The task: Among the lines of the records, please find those that contain the word "water" and copy them.

** Record set follows **

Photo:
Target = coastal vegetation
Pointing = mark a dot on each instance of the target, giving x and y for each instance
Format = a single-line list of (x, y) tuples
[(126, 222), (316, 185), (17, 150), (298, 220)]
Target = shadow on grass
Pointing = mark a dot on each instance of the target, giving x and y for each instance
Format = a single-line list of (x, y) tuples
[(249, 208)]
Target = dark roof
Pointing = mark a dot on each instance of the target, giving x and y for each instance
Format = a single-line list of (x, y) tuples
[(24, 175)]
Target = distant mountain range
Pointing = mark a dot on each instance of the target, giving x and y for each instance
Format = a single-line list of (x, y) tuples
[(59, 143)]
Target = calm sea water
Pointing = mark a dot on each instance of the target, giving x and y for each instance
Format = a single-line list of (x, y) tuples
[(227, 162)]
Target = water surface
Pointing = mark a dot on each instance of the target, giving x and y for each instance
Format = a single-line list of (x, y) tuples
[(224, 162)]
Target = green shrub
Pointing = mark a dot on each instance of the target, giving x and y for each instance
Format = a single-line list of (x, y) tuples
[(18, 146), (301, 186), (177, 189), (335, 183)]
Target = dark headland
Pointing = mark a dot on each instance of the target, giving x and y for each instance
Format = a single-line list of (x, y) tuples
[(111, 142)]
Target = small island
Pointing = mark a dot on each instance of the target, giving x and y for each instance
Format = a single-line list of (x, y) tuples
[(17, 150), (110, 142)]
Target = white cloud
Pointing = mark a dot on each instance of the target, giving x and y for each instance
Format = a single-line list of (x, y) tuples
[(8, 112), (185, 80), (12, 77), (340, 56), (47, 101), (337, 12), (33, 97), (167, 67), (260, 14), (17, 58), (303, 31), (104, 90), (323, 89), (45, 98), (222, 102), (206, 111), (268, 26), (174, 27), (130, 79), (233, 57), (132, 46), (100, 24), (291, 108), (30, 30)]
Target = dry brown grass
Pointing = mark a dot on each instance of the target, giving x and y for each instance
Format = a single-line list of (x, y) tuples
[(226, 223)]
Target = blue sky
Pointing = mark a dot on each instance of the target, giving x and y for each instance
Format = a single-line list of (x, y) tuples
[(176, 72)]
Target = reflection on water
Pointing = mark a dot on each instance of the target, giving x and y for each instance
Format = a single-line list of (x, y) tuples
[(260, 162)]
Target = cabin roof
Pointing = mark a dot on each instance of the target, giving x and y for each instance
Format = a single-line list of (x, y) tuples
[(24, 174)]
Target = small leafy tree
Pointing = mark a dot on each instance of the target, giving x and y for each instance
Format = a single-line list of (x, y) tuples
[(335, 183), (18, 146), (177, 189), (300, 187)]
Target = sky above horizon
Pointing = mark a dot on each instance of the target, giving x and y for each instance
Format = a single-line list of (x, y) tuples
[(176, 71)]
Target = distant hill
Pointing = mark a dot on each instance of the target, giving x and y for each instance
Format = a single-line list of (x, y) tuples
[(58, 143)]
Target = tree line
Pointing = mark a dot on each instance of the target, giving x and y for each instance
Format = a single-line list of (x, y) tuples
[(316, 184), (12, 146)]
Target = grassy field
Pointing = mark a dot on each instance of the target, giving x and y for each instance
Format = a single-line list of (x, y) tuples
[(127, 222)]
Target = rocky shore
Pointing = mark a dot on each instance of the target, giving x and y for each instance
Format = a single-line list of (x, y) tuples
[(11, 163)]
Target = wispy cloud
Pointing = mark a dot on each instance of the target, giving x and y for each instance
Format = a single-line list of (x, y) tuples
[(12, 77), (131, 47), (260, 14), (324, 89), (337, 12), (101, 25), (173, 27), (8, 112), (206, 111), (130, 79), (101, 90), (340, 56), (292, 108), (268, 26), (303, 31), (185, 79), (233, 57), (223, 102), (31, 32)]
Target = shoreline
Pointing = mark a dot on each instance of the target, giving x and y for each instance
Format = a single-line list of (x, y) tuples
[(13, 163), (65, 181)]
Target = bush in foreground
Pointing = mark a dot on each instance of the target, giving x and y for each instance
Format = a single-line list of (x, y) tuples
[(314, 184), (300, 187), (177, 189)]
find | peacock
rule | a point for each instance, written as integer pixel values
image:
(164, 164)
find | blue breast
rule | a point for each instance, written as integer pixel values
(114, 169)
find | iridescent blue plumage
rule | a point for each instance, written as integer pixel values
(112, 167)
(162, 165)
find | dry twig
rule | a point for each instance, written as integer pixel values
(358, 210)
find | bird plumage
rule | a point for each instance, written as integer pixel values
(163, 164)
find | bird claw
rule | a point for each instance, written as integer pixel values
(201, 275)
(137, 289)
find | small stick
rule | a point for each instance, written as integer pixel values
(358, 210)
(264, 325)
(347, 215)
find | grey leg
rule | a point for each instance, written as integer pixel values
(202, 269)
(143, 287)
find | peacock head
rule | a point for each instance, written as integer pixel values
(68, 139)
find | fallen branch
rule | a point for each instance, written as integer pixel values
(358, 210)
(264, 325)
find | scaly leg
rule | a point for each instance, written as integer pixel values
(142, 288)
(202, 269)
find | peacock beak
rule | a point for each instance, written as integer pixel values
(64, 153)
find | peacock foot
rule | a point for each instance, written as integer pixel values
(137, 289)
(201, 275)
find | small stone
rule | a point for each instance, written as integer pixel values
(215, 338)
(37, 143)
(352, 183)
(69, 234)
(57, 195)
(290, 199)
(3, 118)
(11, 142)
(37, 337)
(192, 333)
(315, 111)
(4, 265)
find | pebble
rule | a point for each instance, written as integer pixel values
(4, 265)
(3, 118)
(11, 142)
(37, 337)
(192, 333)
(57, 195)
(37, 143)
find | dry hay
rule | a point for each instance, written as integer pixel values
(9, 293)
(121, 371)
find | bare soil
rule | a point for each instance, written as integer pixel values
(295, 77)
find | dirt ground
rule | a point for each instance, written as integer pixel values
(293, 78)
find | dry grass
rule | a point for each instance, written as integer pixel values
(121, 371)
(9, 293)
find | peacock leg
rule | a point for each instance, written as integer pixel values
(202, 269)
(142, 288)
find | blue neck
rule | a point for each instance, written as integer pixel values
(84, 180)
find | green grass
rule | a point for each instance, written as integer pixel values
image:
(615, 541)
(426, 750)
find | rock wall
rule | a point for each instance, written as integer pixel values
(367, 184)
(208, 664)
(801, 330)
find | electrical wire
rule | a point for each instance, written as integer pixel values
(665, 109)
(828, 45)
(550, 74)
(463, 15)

** End of Record set **

Answer space:
Target = calm sea water
Target = water surface
Target = reflection on water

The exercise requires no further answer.